(What the exercise asks) Reproduce the items below, swapping every occurrence of "innermost point" for "central point". Leave all other text unchanged.

== == ==

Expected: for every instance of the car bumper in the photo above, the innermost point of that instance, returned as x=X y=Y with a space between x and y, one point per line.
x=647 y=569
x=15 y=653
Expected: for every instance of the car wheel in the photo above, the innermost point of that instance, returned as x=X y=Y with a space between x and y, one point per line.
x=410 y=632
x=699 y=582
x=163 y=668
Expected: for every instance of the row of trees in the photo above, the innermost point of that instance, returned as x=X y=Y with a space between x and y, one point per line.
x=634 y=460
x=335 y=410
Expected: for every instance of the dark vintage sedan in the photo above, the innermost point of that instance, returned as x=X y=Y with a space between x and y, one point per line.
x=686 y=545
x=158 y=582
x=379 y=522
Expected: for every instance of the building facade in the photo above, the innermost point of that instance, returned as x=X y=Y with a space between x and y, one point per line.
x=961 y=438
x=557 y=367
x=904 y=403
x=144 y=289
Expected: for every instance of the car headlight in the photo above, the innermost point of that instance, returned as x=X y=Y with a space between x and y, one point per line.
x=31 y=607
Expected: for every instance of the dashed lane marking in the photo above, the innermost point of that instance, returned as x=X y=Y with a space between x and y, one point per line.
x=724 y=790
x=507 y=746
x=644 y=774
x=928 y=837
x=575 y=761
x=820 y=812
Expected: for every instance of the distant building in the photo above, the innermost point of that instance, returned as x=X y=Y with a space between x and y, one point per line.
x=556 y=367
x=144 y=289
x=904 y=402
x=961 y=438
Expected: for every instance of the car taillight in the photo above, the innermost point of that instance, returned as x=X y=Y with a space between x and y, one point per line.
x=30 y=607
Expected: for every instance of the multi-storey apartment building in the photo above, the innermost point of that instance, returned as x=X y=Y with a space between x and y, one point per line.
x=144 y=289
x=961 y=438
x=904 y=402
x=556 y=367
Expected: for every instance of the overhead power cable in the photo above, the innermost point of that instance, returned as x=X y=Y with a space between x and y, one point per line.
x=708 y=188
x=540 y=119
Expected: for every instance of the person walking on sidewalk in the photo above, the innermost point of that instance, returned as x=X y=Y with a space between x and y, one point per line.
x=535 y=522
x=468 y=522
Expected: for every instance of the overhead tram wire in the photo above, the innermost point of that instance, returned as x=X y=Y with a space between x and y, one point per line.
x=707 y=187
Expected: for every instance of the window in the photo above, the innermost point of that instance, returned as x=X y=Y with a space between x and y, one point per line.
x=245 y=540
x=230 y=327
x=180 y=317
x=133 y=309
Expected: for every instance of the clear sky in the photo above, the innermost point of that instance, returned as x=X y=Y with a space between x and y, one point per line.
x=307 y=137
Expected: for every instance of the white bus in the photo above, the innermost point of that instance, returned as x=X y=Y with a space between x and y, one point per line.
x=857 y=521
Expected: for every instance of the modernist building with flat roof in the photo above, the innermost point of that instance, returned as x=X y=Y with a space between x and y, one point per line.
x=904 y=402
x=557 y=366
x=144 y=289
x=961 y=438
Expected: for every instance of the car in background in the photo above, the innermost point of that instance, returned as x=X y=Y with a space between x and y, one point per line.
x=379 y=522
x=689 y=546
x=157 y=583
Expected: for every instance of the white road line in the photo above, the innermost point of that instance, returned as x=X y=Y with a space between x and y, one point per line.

== == ==

(Task solution)
Expected: for every instance of the car bumper in the photo above, the central point of that instance, returned as x=X y=Y with a space between x and y, one point per line.
x=647 y=569
x=15 y=653
Expected: for every instance of the car wheel in the photo above, the central point of that instance, returned as x=X y=Y with a space between x and y, one point per line.
x=410 y=632
x=699 y=582
x=163 y=668
Expected: for every instance of the row of trees in the photo above, the central point of that instance, returned as x=X y=Y with a space between x and y, one point per line.
x=634 y=460
x=335 y=410
Expected: for every instance of the dark vintage sedan in the photo above, the central point of that instance, returned as x=X y=Y with a space between x and y, one point per line.
x=686 y=545
x=158 y=582
x=379 y=522
Expected: for every instance of the building facade in the photo above, the central point of that instance, returned as x=X y=Y with a space between x and y, one point per line.
x=961 y=438
x=557 y=367
x=904 y=403
x=144 y=289
Expected: for every instance of the car headlight in the photo above, the central point of that instance, returned as x=X y=Y with a space between x and y, one point per line.
x=31 y=607
Expected: for every instance of the dashed lane marking in the photo above, the central point of that instance, returned as x=X y=Y with a space between x and y, one point per line.
x=724 y=790
x=507 y=746
x=644 y=774
x=928 y=837
x=575 y=761
x=820 y=812
Expected: for every instance of the distant building in the photo above, the central point of that instance, returned as x=X y=Y with a space between x and y, one point per line.
x=556 y=367
x=144 y=289
x=904 y=402
x=961 y=438
Expected: for every instance of the car taillight in the photo above, the central point of that instance, returned as x=X y=Y with a space between x and y, one point per line.
x=30 y=607
Expected: for every instance of the multi-storey apartment building in the photo above, the central point of that instance, returned as x=X y=Y with a space between x and y, one point per line.
x=144 y=289
x=961 y=438
x=904 y=402
x=556 y=367
Expected: for every instance of the overhead power cable in the photo above, the central point of that instance, returned as x=X y=Y with a space between x and y, one point per line.
x=708 y=188
x=540 y=119
Expected: for every instance of the person walking on sidewalk in the photo above, the central point of that instance, returned as x=X y=Y with a space between x and y, one point per line.
x=535 y=522
x=468 y=522
Expected: for every instance of the overhead tram wire in the photo above, the central point of that instance, returned as x=X y=Y with a space between x and y, one point per line.
x=707 y=187
Expected: for every instance of the window in the photo above, the central point of that instance, returned as x=X y=Y with a space between x and y, one point per line.
x=245 y=540
x=230 y=327
x=180 y=317
x=133 y=309
Expected: for every instance of the clear sky in the photo above, the central point of that instance, returned as x=X y=Y with a space between x and y, one point per line.
x=307 y=137
Expected: for every instance of the white bus in the photo above, the central point of that instance, returned as x=X y=Y with a space between x and y, one point per line.
x=857 y=521
Expected: for every instance of the modernist building with flat roof in the photo above, the central point of that instance, returned as x=X y=Y with a space between x and y, one point per line.
x=904 y=402
x=557 y=366
x=144 y=289
x=961 y=438
Expected: for every instance of the car in background in the photo above, the central point of that instance, returned as x=X y=Y with a space between x and y, one point per line.
x=379 y=522
x=689 y=546
x=157 y=583
Expected: for every instance of the white road line in the photo above, the central point of that instance, returned as x=X y=Y with a space between x and y, one point per line.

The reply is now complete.